Excerpts of location labeling data:
* * *

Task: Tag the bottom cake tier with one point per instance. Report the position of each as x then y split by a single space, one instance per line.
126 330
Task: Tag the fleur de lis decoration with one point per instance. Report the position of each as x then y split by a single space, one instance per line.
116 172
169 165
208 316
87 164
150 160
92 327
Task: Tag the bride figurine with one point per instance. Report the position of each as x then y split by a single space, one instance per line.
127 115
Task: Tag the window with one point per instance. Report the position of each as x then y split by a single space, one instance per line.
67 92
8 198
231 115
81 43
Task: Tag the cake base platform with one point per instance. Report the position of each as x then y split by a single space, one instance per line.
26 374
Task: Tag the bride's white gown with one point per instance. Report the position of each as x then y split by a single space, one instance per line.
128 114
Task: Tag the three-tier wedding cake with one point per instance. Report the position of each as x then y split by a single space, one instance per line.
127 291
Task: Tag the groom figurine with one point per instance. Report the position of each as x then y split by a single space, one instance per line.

* * *

Reproduce every one of the items above word for word, keeping each line as it appears.

Task: Tag the bottom cake tier with one point per instance. Report the position of each as x then y split by a single space, one instance per line.
126 330
Task: Tag the fleur de lis decoration with one point per instance. Report the position of each as x then y split by a single space, one instance per line.
116 172
169 165
208 316
87 164
150 160
92 327
Task: Tag the bride figurine with one point per instance. Report the position of each as x then y split by a single space, one instance per line.
127 115
Task: Tag the window with one point per instance. Report the position of each as x then y split by a single space, one instance per line.
67 92
8 198
231 115
81 43
Task: Tag the cake base platform with one point per instance. Report the position of each as x then y split by a single space, one instance per line.
26 374
Task: Tag the bride's white gown with one point per instance. Report the position of each as x then y split by a single space, one instance per line.
128 114
Task: Tag the three-tier wedding cake with one point per instance. Report the position of each as x then y split by a single space, one instance per line.
127 291
Task: Tag the groom figurine with one point per instance. Report the position of each as x then y split by a single space, one instance per line.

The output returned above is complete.